Point labeling dataset excerpts
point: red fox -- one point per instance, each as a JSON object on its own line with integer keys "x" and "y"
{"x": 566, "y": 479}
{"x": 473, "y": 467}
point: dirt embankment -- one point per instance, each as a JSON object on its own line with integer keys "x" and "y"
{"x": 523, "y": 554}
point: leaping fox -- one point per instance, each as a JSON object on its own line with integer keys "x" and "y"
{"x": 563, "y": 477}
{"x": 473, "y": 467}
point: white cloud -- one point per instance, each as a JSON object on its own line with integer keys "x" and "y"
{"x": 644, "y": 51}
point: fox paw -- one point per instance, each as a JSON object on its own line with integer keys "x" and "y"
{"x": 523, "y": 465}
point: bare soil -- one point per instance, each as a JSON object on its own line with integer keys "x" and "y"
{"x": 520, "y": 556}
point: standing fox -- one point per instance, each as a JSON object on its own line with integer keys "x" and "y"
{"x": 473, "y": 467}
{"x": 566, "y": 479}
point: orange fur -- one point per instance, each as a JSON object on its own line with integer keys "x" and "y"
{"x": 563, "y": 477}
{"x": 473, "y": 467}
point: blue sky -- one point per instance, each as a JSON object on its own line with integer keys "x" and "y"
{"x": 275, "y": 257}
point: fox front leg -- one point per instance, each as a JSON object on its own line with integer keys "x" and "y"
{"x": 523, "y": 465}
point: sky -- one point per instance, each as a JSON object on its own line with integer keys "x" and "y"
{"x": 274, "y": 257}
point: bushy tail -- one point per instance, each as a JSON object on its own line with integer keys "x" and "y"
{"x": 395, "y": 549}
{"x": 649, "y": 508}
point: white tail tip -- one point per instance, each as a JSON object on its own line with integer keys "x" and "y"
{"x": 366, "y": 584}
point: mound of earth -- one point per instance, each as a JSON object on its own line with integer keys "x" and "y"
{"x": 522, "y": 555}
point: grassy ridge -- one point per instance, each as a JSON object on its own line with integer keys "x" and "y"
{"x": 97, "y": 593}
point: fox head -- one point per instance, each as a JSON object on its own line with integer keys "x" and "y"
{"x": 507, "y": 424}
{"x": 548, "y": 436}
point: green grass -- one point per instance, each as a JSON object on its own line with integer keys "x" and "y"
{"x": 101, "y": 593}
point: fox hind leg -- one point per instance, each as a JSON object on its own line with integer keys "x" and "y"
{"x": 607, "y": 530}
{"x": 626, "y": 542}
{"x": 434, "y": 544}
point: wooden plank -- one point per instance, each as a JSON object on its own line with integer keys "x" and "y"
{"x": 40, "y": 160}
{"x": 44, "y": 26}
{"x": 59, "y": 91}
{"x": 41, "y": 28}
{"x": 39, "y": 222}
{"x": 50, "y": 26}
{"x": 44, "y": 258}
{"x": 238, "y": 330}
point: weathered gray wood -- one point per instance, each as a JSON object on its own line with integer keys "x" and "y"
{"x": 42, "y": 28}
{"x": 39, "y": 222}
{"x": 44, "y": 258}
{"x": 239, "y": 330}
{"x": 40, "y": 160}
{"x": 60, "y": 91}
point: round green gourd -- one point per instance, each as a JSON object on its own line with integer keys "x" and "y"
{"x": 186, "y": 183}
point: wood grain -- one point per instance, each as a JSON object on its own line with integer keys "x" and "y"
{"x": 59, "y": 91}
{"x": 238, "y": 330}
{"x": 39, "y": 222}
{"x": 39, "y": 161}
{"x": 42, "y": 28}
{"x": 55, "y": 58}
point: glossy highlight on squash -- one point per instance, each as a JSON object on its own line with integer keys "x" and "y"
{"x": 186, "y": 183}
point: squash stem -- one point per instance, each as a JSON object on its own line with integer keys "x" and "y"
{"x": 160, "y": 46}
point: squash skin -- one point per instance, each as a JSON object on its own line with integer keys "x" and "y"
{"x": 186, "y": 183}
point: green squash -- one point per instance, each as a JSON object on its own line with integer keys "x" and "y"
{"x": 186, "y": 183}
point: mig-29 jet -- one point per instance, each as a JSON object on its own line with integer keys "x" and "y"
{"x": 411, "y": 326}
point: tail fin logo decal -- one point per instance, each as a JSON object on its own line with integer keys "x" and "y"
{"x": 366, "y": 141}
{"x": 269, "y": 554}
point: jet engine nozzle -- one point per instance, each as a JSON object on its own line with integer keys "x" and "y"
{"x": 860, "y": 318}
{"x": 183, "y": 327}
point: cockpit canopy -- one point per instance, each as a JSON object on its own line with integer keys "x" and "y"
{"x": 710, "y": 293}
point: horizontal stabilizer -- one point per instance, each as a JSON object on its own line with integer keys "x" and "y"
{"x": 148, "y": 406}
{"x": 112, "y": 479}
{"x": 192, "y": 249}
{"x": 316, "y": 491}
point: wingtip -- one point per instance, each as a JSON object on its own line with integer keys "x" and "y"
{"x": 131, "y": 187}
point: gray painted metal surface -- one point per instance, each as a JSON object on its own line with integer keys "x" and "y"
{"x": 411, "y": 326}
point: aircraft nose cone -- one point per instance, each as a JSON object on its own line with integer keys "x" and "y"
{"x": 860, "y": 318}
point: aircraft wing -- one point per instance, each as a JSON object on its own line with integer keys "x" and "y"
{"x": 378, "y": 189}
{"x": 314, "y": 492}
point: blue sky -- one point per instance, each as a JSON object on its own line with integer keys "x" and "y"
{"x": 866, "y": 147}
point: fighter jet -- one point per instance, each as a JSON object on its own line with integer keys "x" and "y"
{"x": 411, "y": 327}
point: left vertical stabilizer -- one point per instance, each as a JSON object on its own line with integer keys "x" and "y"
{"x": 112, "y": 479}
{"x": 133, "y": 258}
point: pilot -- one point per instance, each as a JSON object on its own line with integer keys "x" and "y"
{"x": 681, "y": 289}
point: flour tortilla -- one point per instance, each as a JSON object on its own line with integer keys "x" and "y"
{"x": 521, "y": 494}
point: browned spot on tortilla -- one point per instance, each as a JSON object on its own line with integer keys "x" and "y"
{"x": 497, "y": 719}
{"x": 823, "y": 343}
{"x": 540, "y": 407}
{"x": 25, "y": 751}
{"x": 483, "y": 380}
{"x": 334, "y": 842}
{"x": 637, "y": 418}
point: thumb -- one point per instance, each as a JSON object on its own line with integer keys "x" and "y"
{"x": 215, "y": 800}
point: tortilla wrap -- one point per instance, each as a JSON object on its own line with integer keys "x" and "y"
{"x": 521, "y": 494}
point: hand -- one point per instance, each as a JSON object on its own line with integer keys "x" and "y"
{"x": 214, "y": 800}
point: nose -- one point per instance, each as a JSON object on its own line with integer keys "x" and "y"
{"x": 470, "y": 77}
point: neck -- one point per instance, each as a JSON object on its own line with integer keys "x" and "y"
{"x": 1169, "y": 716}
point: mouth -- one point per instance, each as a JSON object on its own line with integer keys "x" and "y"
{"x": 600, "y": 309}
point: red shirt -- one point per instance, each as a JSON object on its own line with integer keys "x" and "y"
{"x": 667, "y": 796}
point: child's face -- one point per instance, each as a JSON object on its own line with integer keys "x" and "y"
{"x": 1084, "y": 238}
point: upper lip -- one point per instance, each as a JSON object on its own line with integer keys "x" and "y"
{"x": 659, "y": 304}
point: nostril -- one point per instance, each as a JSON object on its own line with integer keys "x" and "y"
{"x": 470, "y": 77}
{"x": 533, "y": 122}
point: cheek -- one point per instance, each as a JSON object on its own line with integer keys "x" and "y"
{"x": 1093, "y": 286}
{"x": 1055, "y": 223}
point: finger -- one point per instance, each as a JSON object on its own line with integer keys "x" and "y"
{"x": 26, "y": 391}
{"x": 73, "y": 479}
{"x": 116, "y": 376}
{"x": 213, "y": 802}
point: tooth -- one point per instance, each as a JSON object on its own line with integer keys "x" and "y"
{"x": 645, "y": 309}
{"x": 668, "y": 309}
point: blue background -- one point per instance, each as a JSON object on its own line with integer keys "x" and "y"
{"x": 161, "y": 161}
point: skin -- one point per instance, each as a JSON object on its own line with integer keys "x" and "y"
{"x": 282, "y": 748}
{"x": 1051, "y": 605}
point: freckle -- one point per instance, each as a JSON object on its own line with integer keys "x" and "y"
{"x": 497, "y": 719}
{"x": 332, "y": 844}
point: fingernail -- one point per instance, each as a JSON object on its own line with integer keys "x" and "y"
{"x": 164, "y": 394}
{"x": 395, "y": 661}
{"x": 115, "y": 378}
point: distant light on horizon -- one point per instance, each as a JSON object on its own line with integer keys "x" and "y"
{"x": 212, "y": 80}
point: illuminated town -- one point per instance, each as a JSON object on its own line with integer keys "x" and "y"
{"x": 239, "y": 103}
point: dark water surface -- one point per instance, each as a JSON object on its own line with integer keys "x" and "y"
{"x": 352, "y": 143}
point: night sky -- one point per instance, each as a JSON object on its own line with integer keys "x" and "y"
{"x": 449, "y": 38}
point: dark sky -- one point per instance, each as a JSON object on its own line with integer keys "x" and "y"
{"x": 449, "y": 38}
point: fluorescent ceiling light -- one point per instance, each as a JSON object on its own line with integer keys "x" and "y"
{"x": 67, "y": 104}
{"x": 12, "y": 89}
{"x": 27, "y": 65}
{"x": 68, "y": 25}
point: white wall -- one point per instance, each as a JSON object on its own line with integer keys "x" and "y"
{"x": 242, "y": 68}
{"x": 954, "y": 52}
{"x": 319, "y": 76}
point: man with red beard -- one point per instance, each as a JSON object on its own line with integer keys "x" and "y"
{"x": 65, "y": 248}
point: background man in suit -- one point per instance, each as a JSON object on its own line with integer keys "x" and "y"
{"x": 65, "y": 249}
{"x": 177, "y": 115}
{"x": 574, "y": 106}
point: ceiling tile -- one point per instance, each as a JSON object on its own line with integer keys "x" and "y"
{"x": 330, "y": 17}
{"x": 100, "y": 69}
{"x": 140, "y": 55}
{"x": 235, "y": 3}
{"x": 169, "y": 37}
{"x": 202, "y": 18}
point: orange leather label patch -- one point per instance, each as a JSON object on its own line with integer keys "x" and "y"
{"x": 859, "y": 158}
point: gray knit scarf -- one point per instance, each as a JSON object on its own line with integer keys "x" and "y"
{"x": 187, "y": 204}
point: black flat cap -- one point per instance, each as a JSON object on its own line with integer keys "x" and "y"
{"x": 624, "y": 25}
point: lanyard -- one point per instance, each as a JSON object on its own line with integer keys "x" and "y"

• Direction:
From the line containing "point: white wall" down to the final line of the data, write out every line exactly; both the first and last of these belong in your answer, and nothing else does.

• Solution to this task:
point: white wall -- one point per instance, each as a JSON object on its own line with integer keys "x" and "y"
{"x": 242, "y": 68}
{"x": 954, "y": 52}
{"x": 319, "y": 76}
point: man with red beard -- one point per instance, each as a JSON object on its own line with integer keys "x" and "y"
{"x": 65, "y": 248}
point: background man in suit -- one point per instance, each as a JSON object on its own line with integer keys "x" and "y"
{"x": 65, "y": 249}
{"x": 177, "y": 115}
{"x": 574, "y": 106}
point: ceiling tile -- one point per instance, each as a JSON object on its own line with integer keys "x" and "y"
{"x": 330, "y": 17}
{"x": 100, "y": 69}
{"x": 140, "y": 55}
{"x": 235, "y": 3}
{"x": 169, "y": 37}
{"x": 202, "y": 18}
point: orange leather label patch -- one point per instance, each as a JSON object on its own line with integer keys "x" and "y"
{"x": 859, "y": 158}
point: gray knit scarf -- one point per instance, each as a JSON object on its own line with integer keys "x" and "y"
{"x": 187, "y": 204}
point: black flat cap -- one point per instance, each as a JSON object on its own line with integer keys "x" and "y"
{"x": 624, "y": 25}
point: lanyard -- one point per instance, each as a JSON object on its own line with integer keys "x" and "y"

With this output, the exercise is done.